### Supplied data

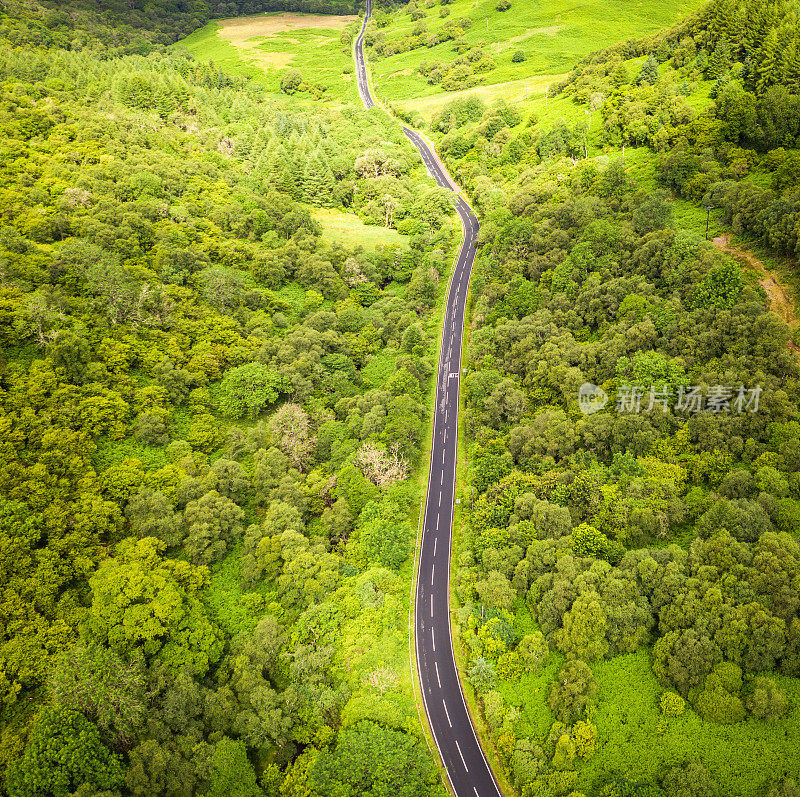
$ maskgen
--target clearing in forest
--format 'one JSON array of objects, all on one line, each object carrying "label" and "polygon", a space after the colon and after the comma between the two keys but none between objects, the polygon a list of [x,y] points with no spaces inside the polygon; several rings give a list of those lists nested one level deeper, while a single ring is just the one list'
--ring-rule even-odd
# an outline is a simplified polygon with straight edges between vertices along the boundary
[{"label": "clearing in forest", "polygon": [[[286,45],[300,44],[302,40],[309,38],[307,33],[309,31],[313,31],[312,35],[318,39],[314,42],[315,46],[335,44],[339,31],[357,18],[288,12],[258,14],[252,17],[220,20],[217,35],[237,50],[246,53],[247,60],[256,66],[283,69],[297,55],[294,48]],[[302,32],[305,35],[299,37],[285,35],[292,32]],[[269,41],[270,39],[272,41]]]}]

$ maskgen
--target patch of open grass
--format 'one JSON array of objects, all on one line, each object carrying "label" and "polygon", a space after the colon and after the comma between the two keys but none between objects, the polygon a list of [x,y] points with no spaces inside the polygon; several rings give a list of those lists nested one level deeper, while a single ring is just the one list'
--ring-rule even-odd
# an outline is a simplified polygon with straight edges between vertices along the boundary
[{"label": "patch of open grass", "polygon": [[364,224],[353,213],[318,208],[312,211],[312,215],[322,225],[326,238],[344,246],[363,246],[364,249],[375,249],[378,246],[408,248],[408,236],[388,227]]},{"label": "patch of open grass", "polygon": [[597,751],[580,765],[581,791],[589,793],[603,775],[619,772],[655,780],[671,764],[699,759],[727,797],[758,797],[773,779],[800,778],[800,680],[775,676],[791,708],[775,722],[736,725],[705,722],[687,706],[665,719],[664,691],[653,675],[646,650],[592,664],[600,686]]},{"label": "patch of open grass", "polygon": [[[497,66],[483,75],[484,84],[507,83],[533,75],[553,75],[571,69],[585,55],[628,38],[639,38],[668,27],[697,10],[701,0],[662,3],[659,0],[617,0],[613,8],[602,0],[565,7],[557,0],[526,3],[513,0],[508,11],[497,11],[493,0],[456,0],[447,6],[450,14],[439,16],[439,6],[424,9],[431,33],[441,30],[451,19],[468,17],[472,27],[464,39],[483,45]],[[407,36],[415,26],[409,15],[397,13],[384,29],[387,40]],[[511,58],[522,50],[526,60]],[[451,42],[423,47],[379,59],[374,66],[381,96],[390,102],[441,93],[416,74],[422,61],[452,61],[456,54]]]},{"label": "patch of open grass", "polygon": [[[305,81],[324,87],[324,100],[356,100],[358,91],[342,28],[355,17],[267,13],[210,22],[179,42],[195,58],[213,61],[226,72],[258,80],[280,93],[281,76],[298,69]],[[311,98],[294,95],[295,102]]]},{"label": "patch of open grass", "polygon": [[263,70],[248,64],[236,47],[219,36],[219,29],[219,22],[209,22],[175,46],[185,48],[203,63],[213,61],[215,66],[228,74],[263,81],[265,78]]}]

### What the task requires
Repeat each entry above exactly. Omit the pictures.

### Written solution
$ maskgen
--target clearing in forest
--format 'one JSON array of objects, all on one line, each object carrying "label" and "polygon", a space after the colon and after the comma between the two keys but none between objects, the polygon a list of [x,y] points with no spaces inside the polygon; several rings give a list of those lists nested one level deeper, while a single ring is just the one list'
--ring-rule even-odd
# an outline is a simplified polygon with straight edges between vertices along the boundary
[{"label": "clearing in forest", "polygon": [[[286,45],[300,44],[302,40],[309,38],[307,33],[309,31],[313,31],[312,35],[318,39],[314,42],[315,46],[335,44],[339,31],[357,18],[288,12],[258,14],[252,17],[220,20],[217,35],[237,50],[246,53],[247,60],[256,66],[283,69],[297,55],[294,48]],[[302,32],[305,35],[299,37],[285,35],[292,32]],[[269,41],[270,39],[272,41]]]}]

$ maskgen
--target patch of open grass
--format 'one JSON array of objects, all on one line, each object carrying "label" and "polygon", a space after the colon and after the comma between the two keys but none between objects, the polygon a list of [x,y] points with no spaces inside the polygon; several rings give a list of those lists nested one level deeper, while a single ring is just the one list'
--ring-rule even-odd
# an outline is a simplified polygon with straight edges between vertices along the boundary
[{"label": "patch of open grass", "polygon": [[364,224],[353,213],[318,208],[312,211],[312,215],[322,225],[326,238],[344,246],[363,246],[364,249],[375,249],[378,246],[408,248],[408,236],[388,227]]},{"label": "patch of open grass", "polygon": [[597,751],[580,765],[581,791],[589,793],[603,775],[619,772],[655,780],[671,764],[699,759],[727,797],[758,797],[773,779],[800,778],[800,680],[775,676],[791,708],[775,722],[736,725],[705,722],[687,706],[665,719],[664,691],[653,675],[646,650],[592,664],[600,686]]},{"label": "patch of open grass", "polygon": [[[497,66],[483,75],[484,84],[507,83],[533,75],[553,75],[571,69],[585,55],[628,38],[639,38],[668,27],[697,10],[701,0],[662,3],[659,0],[617,0],[613,8],[602,0],[565,7],[557,0],[526,3],[513,0],[508,11],[497,11],[493,0],[456,0],[447,6],[450,14],[439,16],[439,6],[424,9],[431,33],[441,30],[451,19],[468,17],[472,27],[464,39],[483,45]],[[407,36],[415,26],[409,15],[397,13],[384,29],[387,40]],[[511,58],[522,50],[526,60]],[[451,42],[423,47],[379,59],[374,66],[381,96],[390,102],[441,93],[416,74],[422,61],[452,61],[456,54]]]},{"label": "patch of open grass", "polygon": [[[305,81],[324,87],[324,100],[356,100],[358,91],[342,28],[355,17],[267,13],[210,22],[179,42],[195,58],[213,61],[226,72],[258,80],[280,93],[281,76],[298,69]],[[311,98],[294,95],[295,102]]]},{"label": "patch of open grass", "polygon": [[263,70],[248,64],[236,47],[219,36],[219,29],[219,22],[209,22],[175,46],[185,48],[203,63],[213,61],[215,66],[228,74],[263,81],[265,78]]}]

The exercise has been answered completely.